-- Opening Marker --
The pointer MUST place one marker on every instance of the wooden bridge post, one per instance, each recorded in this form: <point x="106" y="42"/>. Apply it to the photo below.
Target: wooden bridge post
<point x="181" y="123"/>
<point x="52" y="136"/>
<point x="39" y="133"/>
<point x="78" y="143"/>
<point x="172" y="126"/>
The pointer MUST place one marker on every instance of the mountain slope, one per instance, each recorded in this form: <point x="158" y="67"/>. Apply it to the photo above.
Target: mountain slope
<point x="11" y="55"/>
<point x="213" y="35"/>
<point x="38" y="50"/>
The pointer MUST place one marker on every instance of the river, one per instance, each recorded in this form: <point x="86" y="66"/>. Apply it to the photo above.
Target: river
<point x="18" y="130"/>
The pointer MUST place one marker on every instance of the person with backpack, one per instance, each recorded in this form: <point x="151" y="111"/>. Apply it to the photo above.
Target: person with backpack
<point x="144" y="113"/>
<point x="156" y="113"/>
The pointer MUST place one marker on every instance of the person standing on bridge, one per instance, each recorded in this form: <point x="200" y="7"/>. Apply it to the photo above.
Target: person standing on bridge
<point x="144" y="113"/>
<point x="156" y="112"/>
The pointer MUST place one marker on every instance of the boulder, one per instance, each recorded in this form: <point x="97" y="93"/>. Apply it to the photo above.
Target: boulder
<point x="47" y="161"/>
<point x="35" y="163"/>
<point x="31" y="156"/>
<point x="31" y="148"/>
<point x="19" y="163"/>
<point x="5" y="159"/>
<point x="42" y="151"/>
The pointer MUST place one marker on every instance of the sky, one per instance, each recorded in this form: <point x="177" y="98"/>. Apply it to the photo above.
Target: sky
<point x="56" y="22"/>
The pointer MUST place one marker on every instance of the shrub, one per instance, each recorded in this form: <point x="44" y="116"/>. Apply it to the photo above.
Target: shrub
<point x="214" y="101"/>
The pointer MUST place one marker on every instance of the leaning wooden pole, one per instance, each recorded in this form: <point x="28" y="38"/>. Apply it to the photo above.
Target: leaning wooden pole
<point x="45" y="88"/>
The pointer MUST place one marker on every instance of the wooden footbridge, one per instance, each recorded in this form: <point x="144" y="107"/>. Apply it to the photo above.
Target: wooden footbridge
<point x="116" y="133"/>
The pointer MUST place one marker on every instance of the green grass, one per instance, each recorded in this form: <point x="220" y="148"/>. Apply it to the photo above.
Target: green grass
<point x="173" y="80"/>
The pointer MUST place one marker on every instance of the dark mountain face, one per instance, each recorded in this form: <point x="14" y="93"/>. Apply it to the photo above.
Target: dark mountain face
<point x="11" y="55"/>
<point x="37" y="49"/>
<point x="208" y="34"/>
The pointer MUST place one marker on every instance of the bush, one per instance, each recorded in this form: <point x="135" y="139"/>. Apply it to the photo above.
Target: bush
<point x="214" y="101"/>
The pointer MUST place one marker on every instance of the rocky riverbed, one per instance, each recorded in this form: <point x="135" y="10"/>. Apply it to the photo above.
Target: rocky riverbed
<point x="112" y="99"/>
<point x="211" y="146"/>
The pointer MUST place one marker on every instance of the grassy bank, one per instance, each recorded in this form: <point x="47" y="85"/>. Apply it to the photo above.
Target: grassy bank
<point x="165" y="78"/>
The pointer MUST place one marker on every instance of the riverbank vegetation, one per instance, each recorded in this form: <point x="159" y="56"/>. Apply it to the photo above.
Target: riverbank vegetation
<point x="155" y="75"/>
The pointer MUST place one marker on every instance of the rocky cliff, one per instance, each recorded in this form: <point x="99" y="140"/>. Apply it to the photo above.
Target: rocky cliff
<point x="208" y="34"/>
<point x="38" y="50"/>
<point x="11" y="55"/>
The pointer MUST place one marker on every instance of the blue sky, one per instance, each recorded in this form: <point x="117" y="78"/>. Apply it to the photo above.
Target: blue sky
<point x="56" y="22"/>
-- Closing Marker --
* _The problem_: Reproduce, word for word and in full, only the lines above that start at the line with "the person standing" and run through the line with "the shrub, one", both ends included.

* _Response to this task_:
The pointer MUST place one marker on every instance of the person standing on bridge, one per instance, each recorded in this form: <point x="200" y="7"/>. Apply it to the photo above.
Target: person standing on bridge
<point x="144" y="113"/>
<point x="156" y="112"/>
The pointer MUST place one marker on every instance of the boulder, one per instance, each recorded in this form: <point x="97" y="93"/>. Apply it to the photo above.
Target: boulder
<point x="47" y="161"/>
<point x="35" y="163"/>
<point x="31" y="156"/>
<point x="31" y="148"/>
<point x="19" y="163"/>
<point x="5" y="159"/>
<point x="42" y="151"/>
The pointer MUST place one marker on every instance of the sky, one per instance, each recorded in this form: <point x="177" y="98"/>. Apply it to the photo above.
Target: sky
<point x="56" y="22"/>
The pointer MUST place one marker on every instance of the shrub, one per instance, each recorded in this form: <point x="44" y="116"/>. Apply it to the photo above.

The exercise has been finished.